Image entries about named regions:
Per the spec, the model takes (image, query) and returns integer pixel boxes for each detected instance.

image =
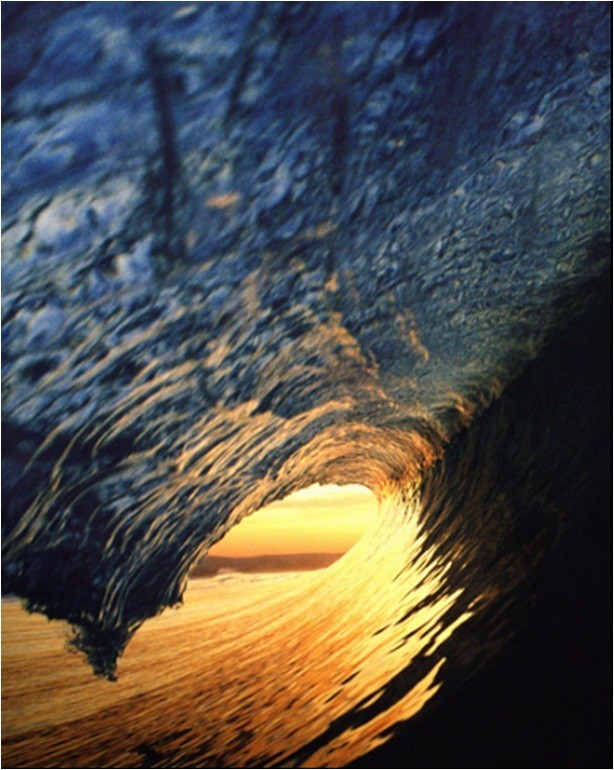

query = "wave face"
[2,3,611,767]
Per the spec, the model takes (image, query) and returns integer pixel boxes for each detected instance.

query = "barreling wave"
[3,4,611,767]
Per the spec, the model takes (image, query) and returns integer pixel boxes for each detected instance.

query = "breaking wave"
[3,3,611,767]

* _EXERCISE BRIEF_:
Can you render all of the material above as a numbered list, skipping the blank lines and leaving the pictures out?

* _FULL SOLUTION_:
1. Per the spec, the model takes (image, query) and returns integer pixel boxes for each detected instance.
2. image =
3. query = "wave face"
4. [2,3,611,767]
5. Per the spec, the model takes (image, query) and returns integer pixel boxes for each detected instance.
6. query = "barreling wave"
7. [3,4,611,767]
8. Per the spec, the model takes (image, query) and returns integer pixel boxes for each detected instance.
9. query = "breaking wave"
10. [3,3,611,767]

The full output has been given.